EXERCISE INPUT:

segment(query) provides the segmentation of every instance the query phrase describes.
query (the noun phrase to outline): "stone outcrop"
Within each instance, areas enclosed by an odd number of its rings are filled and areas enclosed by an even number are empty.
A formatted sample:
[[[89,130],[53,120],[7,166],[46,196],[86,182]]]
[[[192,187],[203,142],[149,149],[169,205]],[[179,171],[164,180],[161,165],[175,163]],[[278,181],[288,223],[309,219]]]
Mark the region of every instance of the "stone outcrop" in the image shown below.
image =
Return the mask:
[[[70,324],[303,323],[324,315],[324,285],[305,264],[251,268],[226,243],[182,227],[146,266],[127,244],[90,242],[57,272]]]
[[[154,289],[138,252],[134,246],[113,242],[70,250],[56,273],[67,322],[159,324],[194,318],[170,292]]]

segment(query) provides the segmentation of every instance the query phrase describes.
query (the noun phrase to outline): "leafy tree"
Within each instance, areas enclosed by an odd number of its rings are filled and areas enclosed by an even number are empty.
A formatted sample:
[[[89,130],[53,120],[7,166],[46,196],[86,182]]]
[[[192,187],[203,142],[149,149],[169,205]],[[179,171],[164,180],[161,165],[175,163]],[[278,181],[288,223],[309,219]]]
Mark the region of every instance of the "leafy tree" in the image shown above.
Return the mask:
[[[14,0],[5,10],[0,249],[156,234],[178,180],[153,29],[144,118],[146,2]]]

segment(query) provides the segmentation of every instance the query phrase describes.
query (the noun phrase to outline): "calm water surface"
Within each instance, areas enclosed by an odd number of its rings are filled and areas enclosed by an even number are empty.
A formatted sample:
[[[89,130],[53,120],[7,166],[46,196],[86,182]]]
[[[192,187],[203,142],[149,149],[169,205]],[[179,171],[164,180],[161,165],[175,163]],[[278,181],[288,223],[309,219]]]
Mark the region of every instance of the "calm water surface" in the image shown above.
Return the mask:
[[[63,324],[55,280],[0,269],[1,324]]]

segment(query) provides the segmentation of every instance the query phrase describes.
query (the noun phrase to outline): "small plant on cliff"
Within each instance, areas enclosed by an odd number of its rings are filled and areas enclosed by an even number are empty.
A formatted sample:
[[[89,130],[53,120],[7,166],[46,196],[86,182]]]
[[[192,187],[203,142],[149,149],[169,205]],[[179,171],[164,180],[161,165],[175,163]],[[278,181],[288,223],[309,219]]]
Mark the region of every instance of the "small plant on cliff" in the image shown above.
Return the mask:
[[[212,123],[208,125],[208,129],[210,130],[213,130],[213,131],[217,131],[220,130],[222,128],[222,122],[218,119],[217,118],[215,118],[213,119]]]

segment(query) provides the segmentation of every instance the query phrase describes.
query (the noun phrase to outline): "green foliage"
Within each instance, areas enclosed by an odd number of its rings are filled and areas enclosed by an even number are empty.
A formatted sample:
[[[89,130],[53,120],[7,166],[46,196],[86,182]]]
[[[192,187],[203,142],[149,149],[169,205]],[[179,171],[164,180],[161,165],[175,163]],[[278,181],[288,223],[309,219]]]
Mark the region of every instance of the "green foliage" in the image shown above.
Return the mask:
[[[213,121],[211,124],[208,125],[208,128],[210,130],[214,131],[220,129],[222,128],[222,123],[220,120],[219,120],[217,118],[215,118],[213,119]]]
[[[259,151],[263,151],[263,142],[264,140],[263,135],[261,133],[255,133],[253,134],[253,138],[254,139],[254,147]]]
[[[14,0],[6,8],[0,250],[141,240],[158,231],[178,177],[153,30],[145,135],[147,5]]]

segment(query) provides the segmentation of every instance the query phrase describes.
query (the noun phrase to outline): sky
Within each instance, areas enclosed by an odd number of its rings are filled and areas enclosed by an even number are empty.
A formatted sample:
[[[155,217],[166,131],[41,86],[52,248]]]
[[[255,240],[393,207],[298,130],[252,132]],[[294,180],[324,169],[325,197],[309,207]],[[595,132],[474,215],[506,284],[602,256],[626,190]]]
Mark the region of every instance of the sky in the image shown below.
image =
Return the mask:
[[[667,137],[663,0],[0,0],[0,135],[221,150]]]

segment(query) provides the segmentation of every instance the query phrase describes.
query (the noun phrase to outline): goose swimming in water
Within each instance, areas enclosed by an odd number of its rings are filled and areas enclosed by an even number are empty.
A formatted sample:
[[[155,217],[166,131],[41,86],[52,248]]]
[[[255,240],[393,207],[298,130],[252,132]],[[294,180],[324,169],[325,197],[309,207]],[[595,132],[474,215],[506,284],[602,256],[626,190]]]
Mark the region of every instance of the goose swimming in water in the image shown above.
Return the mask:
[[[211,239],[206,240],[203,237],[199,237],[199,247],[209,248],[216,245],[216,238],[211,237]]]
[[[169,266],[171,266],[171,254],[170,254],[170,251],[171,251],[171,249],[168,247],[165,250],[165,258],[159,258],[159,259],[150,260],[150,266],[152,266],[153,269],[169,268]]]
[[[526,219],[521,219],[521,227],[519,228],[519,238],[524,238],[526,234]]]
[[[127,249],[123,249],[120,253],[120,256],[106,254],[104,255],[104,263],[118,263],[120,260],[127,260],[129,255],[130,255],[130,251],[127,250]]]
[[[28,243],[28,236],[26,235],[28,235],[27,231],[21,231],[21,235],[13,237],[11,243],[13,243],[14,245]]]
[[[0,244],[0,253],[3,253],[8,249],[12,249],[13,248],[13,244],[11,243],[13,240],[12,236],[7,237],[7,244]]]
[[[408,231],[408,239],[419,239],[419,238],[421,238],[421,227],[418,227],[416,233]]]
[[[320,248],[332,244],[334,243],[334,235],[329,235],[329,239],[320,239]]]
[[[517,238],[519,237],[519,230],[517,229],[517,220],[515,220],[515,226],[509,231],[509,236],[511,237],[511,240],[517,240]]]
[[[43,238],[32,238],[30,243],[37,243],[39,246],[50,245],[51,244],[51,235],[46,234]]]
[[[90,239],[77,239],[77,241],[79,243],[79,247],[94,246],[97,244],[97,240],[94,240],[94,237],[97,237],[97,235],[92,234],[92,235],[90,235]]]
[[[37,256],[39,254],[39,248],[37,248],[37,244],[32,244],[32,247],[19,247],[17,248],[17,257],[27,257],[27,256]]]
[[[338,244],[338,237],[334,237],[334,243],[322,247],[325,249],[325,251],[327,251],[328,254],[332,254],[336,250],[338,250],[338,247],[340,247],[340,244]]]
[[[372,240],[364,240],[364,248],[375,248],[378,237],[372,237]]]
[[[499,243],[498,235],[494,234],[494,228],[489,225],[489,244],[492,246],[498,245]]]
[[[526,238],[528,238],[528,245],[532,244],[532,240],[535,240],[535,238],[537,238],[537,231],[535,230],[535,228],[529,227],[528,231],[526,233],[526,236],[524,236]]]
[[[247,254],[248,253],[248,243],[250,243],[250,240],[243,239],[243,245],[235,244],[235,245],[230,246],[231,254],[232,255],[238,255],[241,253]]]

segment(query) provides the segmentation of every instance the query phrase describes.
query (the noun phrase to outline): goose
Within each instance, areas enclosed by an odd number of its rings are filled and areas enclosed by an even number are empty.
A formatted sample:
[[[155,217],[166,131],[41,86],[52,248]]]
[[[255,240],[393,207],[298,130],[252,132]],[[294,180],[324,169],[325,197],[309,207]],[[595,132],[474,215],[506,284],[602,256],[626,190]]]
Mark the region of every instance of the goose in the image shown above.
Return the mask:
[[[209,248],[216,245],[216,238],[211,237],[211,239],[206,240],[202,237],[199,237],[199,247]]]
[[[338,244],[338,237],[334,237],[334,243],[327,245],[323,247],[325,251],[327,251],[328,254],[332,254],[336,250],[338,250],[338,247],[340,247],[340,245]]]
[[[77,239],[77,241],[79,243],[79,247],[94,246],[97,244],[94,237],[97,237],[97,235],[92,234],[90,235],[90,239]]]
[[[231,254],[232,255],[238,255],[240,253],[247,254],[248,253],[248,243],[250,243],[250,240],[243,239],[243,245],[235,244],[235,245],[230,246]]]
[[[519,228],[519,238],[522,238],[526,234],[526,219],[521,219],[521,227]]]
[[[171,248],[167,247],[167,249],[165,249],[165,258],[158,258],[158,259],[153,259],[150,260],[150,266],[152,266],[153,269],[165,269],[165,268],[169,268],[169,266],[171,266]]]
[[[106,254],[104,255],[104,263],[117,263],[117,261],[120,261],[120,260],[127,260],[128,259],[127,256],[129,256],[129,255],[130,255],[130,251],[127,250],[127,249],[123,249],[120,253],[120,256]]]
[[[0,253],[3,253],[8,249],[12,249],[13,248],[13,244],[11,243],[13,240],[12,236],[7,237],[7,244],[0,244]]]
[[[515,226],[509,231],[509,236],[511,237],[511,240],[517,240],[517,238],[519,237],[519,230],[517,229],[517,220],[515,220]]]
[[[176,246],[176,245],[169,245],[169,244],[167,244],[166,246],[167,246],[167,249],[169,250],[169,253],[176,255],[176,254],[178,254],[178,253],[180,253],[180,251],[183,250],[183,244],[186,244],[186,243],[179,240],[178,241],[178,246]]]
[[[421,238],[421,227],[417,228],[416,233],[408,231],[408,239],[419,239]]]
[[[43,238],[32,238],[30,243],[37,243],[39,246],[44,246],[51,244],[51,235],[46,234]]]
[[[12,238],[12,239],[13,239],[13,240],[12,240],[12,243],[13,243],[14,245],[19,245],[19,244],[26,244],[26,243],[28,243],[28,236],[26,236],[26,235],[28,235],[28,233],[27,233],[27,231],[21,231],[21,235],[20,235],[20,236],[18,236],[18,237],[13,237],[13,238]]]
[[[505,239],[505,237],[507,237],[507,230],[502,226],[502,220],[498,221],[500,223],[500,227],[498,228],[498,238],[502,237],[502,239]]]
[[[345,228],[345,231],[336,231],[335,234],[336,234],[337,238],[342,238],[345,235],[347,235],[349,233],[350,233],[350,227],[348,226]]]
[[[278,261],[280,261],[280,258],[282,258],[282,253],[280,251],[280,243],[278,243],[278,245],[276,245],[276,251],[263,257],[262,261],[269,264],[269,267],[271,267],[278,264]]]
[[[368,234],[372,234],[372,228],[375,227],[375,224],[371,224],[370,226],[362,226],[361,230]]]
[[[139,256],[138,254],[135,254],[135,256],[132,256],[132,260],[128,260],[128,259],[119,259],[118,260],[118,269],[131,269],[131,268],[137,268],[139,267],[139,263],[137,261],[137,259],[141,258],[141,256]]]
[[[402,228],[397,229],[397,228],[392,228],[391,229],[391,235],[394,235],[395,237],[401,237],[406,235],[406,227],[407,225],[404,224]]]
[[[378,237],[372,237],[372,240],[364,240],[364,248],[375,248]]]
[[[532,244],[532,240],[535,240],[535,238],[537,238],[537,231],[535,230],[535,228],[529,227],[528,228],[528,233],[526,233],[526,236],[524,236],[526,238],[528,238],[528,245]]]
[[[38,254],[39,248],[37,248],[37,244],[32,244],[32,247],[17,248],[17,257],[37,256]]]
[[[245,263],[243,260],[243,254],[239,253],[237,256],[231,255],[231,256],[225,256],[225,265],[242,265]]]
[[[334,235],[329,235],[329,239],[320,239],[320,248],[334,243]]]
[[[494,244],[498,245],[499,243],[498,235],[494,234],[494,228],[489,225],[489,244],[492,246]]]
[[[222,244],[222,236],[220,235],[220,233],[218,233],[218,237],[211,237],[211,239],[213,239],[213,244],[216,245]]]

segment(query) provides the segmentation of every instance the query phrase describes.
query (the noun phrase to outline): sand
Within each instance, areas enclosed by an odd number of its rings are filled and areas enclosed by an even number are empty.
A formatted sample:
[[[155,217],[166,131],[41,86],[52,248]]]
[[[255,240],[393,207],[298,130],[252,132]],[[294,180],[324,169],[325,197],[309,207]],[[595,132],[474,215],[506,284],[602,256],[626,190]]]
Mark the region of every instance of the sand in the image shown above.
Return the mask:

OBJECTIVE: Count the lines in the entries above that contain the word "goose", matching case exactly, and give only that number.

TASK SOLUTION: 4